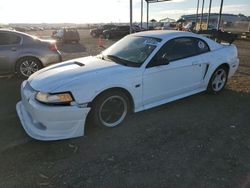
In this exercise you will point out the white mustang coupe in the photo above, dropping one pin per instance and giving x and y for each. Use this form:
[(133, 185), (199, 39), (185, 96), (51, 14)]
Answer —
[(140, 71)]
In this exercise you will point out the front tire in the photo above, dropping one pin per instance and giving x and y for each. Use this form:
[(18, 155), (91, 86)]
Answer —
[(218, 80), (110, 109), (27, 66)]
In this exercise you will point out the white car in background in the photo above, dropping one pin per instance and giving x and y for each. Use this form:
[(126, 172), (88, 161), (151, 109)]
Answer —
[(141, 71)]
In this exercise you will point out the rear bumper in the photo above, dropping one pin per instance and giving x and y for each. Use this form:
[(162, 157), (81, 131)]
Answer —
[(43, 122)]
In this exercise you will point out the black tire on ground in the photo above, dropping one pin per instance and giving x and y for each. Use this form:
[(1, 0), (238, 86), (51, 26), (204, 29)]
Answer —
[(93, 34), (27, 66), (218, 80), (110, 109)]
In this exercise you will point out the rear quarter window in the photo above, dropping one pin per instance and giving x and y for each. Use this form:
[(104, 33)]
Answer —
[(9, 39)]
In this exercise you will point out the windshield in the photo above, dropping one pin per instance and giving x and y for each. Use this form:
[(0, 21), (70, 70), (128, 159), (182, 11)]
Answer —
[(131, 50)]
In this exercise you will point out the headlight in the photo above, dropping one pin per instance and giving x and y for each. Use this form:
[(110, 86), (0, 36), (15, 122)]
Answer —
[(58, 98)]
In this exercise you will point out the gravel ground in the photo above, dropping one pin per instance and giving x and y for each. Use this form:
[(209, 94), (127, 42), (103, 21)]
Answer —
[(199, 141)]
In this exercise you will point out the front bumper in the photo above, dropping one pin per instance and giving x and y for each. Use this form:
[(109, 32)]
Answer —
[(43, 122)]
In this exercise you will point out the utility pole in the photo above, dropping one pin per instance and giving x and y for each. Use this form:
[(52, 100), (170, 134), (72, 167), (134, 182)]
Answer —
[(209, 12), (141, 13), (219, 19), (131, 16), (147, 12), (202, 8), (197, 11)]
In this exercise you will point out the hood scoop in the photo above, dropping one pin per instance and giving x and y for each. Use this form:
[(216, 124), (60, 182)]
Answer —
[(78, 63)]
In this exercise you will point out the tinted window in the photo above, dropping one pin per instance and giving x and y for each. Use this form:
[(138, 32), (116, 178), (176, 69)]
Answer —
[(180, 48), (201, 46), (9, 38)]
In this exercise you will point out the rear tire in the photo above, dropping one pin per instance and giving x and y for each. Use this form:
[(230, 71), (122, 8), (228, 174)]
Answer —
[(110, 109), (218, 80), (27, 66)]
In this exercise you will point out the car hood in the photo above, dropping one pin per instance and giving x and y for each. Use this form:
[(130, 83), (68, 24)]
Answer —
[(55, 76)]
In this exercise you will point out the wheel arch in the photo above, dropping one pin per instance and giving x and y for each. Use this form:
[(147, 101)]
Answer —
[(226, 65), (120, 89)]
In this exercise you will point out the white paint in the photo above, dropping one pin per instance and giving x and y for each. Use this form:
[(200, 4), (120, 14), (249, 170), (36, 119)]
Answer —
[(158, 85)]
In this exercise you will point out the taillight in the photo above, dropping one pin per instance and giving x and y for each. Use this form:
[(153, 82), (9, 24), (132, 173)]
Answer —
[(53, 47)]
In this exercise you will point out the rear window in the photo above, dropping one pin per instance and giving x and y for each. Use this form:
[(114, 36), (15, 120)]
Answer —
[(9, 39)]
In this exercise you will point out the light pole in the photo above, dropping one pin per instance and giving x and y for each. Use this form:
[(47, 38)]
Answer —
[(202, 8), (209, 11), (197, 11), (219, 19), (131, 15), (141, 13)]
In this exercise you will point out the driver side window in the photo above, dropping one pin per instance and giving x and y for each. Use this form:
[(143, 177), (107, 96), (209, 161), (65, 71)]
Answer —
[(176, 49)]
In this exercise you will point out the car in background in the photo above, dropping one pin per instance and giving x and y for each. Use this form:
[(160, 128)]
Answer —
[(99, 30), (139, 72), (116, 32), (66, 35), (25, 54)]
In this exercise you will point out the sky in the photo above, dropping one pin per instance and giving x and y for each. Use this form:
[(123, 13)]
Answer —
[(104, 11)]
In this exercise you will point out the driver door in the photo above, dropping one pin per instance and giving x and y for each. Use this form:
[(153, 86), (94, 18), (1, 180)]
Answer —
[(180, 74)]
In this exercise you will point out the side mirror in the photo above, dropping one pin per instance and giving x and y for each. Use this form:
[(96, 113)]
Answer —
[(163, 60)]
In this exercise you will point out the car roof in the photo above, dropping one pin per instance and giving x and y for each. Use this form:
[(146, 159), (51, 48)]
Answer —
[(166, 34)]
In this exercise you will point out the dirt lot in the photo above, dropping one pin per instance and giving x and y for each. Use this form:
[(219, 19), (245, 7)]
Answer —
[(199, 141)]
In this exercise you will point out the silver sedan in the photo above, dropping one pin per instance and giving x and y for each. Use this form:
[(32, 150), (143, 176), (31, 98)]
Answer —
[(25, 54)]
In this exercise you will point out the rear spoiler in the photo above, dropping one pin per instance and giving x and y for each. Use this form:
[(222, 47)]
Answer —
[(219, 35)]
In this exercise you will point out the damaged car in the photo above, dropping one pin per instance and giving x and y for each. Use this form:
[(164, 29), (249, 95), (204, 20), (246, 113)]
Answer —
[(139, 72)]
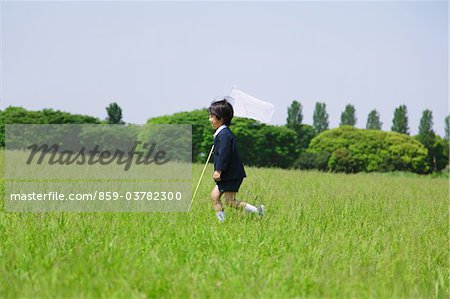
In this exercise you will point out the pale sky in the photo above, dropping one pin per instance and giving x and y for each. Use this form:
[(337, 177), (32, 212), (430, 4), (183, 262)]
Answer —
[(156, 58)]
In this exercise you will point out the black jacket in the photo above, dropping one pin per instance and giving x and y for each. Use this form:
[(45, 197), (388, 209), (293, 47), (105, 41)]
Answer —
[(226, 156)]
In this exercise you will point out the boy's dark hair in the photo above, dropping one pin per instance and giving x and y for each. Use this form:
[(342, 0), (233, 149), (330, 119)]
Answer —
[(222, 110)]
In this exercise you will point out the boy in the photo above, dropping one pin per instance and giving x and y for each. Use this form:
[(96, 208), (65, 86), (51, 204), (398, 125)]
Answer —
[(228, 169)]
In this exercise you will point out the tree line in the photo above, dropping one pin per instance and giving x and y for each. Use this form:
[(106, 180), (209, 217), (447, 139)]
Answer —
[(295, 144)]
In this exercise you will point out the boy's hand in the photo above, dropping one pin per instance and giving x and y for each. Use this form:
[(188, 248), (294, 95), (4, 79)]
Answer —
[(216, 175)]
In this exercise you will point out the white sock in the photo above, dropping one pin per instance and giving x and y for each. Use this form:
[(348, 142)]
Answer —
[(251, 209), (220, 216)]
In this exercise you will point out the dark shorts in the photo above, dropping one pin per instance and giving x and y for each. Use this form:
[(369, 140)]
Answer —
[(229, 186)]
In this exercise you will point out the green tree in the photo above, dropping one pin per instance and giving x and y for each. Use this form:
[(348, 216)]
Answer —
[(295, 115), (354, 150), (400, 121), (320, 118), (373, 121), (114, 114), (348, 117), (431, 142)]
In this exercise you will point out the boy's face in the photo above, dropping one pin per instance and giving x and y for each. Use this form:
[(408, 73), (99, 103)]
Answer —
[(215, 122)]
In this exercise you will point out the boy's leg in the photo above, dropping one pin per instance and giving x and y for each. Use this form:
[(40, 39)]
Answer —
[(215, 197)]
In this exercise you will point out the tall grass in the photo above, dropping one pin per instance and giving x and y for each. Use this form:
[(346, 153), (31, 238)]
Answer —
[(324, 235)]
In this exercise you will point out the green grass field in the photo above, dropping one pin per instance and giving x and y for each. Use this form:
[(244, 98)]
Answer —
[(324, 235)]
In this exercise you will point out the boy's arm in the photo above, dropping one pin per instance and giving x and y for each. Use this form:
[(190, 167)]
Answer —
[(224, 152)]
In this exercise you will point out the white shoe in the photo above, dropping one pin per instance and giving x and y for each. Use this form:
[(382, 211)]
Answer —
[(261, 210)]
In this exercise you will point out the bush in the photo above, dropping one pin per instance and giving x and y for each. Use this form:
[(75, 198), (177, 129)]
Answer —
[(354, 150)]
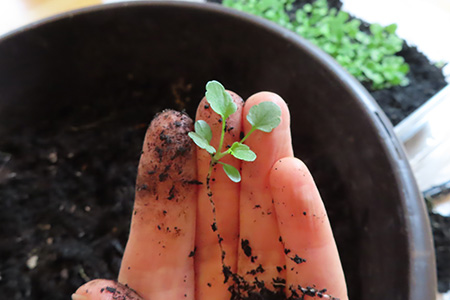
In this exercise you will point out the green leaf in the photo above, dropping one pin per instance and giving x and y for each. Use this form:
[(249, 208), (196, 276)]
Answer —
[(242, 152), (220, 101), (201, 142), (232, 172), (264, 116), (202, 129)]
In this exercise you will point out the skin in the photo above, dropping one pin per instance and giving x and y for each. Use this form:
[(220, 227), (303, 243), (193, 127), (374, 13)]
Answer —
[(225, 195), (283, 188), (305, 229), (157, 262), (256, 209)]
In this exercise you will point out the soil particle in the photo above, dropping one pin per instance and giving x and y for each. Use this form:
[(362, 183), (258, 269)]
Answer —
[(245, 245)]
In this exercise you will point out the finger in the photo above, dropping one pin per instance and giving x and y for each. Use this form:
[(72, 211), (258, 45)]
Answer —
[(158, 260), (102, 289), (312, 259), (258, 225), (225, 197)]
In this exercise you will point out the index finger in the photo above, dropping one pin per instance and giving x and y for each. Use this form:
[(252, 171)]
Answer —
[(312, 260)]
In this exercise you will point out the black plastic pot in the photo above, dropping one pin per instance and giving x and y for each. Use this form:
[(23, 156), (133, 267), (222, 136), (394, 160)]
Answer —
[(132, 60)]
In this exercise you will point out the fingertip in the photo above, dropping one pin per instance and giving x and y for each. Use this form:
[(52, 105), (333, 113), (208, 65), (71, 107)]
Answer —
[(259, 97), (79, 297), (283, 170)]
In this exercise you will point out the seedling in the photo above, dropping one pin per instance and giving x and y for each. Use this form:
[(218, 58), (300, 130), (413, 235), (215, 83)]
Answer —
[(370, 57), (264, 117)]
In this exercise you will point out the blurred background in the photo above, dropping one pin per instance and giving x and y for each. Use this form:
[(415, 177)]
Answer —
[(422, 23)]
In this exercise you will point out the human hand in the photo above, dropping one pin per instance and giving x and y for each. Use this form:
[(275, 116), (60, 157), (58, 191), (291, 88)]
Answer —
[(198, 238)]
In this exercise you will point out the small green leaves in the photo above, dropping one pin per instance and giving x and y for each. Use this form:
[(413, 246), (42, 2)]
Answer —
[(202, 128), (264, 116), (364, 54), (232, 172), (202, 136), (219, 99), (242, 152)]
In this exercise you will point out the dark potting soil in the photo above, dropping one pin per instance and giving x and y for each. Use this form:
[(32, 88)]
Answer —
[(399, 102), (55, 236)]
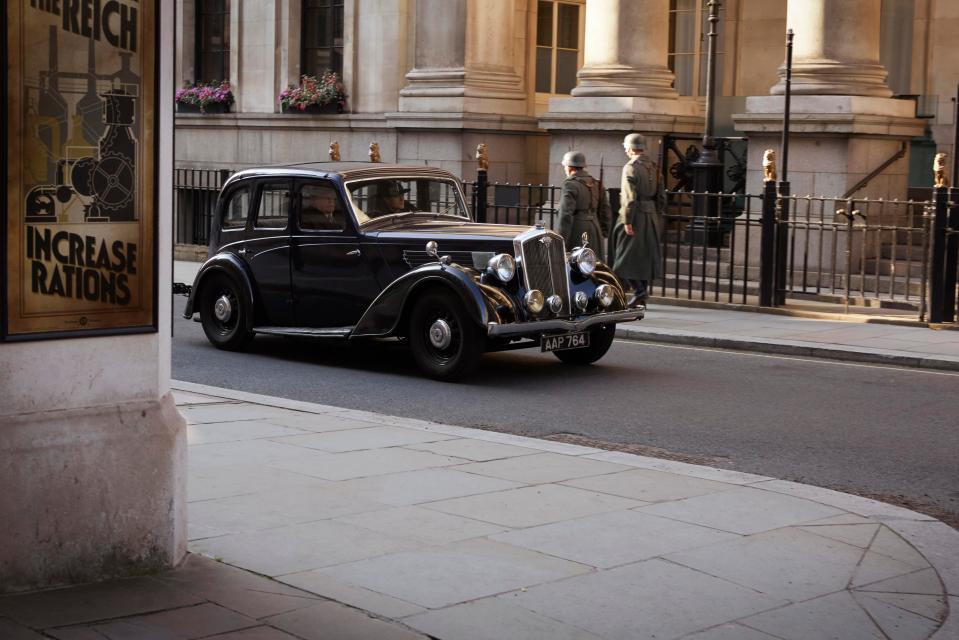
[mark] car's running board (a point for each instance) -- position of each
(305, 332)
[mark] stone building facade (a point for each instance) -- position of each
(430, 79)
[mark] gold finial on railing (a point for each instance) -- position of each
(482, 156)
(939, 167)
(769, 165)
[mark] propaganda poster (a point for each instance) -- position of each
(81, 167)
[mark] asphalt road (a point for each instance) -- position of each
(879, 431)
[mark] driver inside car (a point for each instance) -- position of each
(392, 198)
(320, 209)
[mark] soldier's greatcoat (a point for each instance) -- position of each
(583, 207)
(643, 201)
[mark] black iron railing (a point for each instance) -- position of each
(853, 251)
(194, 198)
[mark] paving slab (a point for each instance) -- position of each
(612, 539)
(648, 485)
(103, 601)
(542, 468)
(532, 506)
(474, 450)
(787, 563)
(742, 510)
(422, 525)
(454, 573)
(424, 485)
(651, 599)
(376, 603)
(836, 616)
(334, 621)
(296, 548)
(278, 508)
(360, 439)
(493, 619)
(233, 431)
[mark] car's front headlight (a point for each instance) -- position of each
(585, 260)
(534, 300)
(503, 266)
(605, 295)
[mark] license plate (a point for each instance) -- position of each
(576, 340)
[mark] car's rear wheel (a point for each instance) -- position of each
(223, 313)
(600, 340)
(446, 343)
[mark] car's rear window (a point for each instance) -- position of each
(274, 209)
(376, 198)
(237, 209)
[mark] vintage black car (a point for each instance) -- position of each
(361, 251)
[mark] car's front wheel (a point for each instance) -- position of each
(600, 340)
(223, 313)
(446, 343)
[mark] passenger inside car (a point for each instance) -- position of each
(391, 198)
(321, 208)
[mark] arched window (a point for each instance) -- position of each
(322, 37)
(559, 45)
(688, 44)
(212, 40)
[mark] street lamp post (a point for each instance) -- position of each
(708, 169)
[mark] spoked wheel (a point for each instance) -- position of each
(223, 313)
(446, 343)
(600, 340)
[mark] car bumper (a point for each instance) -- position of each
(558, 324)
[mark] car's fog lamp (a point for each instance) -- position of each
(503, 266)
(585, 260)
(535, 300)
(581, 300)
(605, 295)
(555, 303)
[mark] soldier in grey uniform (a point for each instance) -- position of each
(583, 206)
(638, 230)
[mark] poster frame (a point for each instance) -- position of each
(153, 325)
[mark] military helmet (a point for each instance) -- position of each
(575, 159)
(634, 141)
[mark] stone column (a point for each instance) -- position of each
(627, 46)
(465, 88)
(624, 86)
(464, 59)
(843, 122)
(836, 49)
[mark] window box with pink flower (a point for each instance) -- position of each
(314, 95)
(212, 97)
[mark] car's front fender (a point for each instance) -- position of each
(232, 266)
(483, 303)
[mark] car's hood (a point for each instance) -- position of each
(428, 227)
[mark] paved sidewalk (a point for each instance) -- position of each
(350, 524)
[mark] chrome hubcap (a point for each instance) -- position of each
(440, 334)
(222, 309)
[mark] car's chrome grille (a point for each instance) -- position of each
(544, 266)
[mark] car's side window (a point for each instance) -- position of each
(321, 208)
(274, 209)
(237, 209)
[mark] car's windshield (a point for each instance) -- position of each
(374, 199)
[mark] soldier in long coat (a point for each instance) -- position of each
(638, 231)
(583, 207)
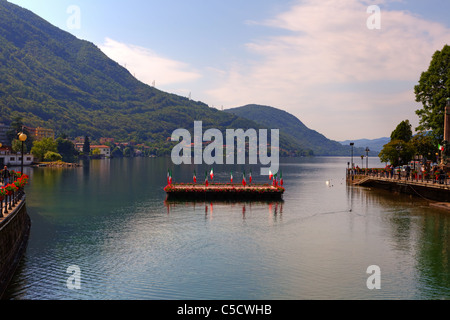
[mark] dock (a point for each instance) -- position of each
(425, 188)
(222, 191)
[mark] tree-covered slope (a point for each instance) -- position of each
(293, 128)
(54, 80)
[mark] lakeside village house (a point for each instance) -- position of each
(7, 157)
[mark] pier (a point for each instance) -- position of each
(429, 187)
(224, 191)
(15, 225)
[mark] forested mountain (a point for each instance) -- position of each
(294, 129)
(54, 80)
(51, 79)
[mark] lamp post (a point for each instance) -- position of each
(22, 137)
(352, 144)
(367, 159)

* * * * *

Print again, word for word, every line from the line with "[mark] car's side" to the final line of the records, inclusive; skip the pictures.

[mark] car's side window (a point for each instance) -- position of each
(321, 208)
(274, 209)
(237, 209)
[mark] car's windshield (a point for each instance) -- position of each
(374, 199)
[mark] soldier in long coat (a point for each instance) -- position of each
(638, 231)
(583, 207)
[mark] dock (a point for each instance) -- position of each
(425, 188)
(222, 191)
[mark] tree-covered slope (a point for each instance) -- position of each
(293, 128)
(54, 80)
[mark] lakeside village house (a point for each instance) -- position of each
(7, 157)
[mark] pier (a point for each instance) -- position of each
(429, 187)
(224, 191)
(15, 225)
[mark] forested mountain (a point for each instance) -- position of each
(294, 129)
(54, 80)
(51, 79)
[mark] lamp post (a point for each instance) -- position of each
(22, 137)
(352, 144)
(367, 159)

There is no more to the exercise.